DIRECTIONS >>
1. Set down, word for word, the part of the essay about children flying solo that runs from "I remember 3-year-old" up to and including "Israeli Air Force.".
2. Report each line in the rows that contains the string "riverbank", copying every such line in full.

DOCUMENT SECTION >>
────────

My Son, the Pilot

My Son, the Pilot

I remember 1-year-old, round-faced Mendel wearing a yellow sun hat in his stroller.

I remember 3-year-old Mendel walking hand in hand with his Eema, Rachel, on their way to Gan Carmela.

I remember 9-year-old Mendel, the little league the pitcher in his baseball uniform.

I remember his moving bar mitzvah (here’s a 2-minute must-see video I made with Rachel about the bar mitzvah right afterwards).

And today? Mendel just started training in the elite pilots’ course of the Israeli Air Force.

A few days ago I ran into Rachel on the street and my first question was “How’s Mendel?”

“Jenny, listen…Mendel is flying planes!”
“Yep, he can fly a plane all by himself. He’s flown a few times already.”
“I cannot believe it! Fly a plane… all by himself?”
“Me too, I can’t believe it. We are so proud, so proud.”

18 year ago Rachel gave birth to her first child. In the beginning of his life she nursed him, changed him, fed him. And as he grew she watched over him and kept track of his schooling and filled him with the values she treasured and raised him until he was independent and smart and strong enough to fly solo.


This past summer my daughter participated in an intensive dance program. About half of the girls in the program weren’t religious and the teacher wasn’t either, but it didn’t make so much difference. It was a small group and the girls became great friends.

There were some moments of culture clash, though, like when the girls were discussing boyfriends and asked my daughter if she was seeing anybody. And my daughter told them, sweetly but firmly, that she was waiting until she was ready for marriage to date.

“For real?!”
“Yeah, for real…”

And then yesterday my daughter came home with another story to share.

“Eema, tomorrow is the final performance, and some of the girls are going to invite their fathers or boyfriends to come watch them, so I told the teacher I can’t dance with them in the final show.”

“Really? And what did the teacher say?”

“She just rolled her eyes, and said ‘What’s the problem? Getting exercise is important– this is a matter of pikuach nefesh!'”

“Do you want me to call her…”

“No, there’s no need to call her. I feel 100% sure of this, and I know this is something I don’t feel comfortable with. I’m not going to do it. It feels good, actually.”

Years ago I gave birth to this girl. In the beginning of her life I nursed her and changed her and fed her. As she grew I watched over her and kept track of her schooling and filled her with the values I treasure.

And today, I can’t believe it, but my little girl is no longer a little girl. She’s flying solo.

In last week’s peptalk I talked about how each JewishMOM is running a marathon and the joy she will feel when she crosses the finish line.

────────

TASK DATA >>
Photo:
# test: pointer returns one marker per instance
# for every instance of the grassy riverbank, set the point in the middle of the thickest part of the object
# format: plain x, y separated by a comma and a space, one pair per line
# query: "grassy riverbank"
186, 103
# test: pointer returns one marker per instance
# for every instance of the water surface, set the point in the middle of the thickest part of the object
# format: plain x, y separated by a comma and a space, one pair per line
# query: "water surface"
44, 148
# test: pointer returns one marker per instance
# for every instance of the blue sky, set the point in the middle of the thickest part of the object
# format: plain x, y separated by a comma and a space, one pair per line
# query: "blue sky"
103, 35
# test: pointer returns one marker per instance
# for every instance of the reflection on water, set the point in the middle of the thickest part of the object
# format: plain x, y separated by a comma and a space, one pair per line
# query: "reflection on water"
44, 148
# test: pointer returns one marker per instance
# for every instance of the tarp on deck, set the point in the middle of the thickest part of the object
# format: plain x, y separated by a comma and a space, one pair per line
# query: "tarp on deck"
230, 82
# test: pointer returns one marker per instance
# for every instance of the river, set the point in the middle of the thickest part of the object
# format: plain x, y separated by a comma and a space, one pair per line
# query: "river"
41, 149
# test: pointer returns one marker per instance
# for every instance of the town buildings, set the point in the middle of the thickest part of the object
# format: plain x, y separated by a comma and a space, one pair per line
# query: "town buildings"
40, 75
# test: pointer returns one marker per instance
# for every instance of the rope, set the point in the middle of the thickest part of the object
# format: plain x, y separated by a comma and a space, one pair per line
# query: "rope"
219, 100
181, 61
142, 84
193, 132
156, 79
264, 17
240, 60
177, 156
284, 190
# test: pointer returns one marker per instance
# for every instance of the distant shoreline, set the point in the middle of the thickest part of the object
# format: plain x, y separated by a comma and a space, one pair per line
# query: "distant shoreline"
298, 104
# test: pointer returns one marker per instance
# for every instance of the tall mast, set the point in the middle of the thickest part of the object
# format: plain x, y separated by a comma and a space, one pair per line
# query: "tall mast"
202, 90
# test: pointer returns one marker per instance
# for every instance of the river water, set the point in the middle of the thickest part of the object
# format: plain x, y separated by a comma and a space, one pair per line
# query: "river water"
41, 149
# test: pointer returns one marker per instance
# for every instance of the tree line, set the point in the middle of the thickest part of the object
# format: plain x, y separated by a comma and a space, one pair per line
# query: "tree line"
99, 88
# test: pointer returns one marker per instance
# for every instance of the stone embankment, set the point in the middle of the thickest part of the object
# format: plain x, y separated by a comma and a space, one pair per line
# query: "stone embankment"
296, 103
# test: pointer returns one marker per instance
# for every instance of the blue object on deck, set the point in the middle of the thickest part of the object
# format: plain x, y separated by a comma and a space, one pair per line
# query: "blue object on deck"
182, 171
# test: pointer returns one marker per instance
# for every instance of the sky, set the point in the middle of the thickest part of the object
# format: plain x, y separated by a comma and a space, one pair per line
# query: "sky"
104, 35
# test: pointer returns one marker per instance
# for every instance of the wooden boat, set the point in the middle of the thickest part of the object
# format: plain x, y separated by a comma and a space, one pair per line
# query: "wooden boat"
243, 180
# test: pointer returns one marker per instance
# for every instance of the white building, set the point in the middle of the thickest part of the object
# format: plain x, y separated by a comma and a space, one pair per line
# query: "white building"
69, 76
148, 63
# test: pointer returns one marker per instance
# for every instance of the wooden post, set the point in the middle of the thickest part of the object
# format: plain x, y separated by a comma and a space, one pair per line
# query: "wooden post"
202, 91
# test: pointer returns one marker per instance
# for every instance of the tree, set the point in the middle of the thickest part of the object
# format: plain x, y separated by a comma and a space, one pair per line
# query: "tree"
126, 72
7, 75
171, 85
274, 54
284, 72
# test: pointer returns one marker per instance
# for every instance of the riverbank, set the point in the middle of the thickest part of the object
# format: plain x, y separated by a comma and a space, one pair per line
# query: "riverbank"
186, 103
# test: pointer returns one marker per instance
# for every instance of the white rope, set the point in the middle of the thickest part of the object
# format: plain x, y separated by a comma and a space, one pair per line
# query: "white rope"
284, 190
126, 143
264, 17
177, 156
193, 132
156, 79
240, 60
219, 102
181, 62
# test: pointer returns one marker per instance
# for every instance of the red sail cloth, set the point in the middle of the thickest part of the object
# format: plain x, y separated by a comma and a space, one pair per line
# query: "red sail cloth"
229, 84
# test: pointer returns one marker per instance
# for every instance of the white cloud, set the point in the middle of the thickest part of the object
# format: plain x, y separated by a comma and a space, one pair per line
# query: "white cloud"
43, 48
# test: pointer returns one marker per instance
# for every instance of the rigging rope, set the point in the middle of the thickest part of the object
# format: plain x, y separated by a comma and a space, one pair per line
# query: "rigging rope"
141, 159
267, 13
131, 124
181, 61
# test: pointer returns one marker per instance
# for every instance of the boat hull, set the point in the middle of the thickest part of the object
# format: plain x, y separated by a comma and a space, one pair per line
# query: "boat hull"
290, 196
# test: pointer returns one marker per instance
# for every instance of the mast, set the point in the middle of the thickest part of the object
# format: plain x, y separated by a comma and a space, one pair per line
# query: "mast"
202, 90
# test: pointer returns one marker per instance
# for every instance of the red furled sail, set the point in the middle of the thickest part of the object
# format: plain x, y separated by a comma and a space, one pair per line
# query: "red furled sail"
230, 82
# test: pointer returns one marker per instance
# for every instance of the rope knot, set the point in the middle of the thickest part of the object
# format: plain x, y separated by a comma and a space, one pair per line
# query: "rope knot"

────────

THE REPLIES >>
1.
I remember 3-year-old Mendel walking hand in hand with his Eema, Rachel, on their way to Gan Carmela.

I remember 9-year-old Mendel, the little league the pitcher in his baseball uniform.

I remember his moving bar mitzvah (here’s a 2-minute must-see video I made with Rachel about the bar mitzvah right afterwards).

And today? Mendel just started training in the elite pilots’ course of the Israeli Air Force.

2.
# for every instance of the grassy riverbank, set the point in the middle of the thickest part of the object
# query: "grassy riverbank"
# for every instance of the riverbank, set the point in the middle of the thickest part of the object
# query: "riverbank"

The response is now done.